(Dataset records)
....

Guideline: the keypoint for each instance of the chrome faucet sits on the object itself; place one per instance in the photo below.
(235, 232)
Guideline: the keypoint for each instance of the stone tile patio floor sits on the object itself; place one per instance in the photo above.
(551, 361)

....

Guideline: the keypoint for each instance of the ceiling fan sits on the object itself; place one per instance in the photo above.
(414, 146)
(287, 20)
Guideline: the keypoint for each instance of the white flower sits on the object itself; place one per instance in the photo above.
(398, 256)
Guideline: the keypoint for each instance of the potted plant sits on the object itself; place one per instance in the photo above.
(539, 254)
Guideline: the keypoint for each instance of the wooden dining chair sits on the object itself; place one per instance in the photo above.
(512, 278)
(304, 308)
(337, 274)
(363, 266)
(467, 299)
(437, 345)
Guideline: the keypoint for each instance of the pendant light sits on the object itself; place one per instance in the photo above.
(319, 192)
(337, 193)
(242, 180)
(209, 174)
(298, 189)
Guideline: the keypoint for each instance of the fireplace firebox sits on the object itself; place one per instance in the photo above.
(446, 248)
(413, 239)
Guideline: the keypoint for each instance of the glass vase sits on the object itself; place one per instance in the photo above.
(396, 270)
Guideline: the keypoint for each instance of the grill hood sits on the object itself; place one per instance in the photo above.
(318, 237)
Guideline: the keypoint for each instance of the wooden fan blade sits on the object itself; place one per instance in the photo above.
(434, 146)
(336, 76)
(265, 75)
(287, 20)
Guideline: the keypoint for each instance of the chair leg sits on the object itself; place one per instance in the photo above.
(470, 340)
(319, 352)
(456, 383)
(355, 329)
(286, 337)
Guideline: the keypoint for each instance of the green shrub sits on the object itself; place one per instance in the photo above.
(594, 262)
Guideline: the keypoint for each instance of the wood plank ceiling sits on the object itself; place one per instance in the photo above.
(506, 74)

....

(What to produce) Please list every line in the items above that contains the word "wooden".

(Exercise output)
Guideline: the keypoint for each instance of the wooden dining chair sits on the object itself; place one per instance in the photo above.
Guideline: the keypoint for each instance of the wooden fan blade sits on the object itself; place one per instance in the photo above.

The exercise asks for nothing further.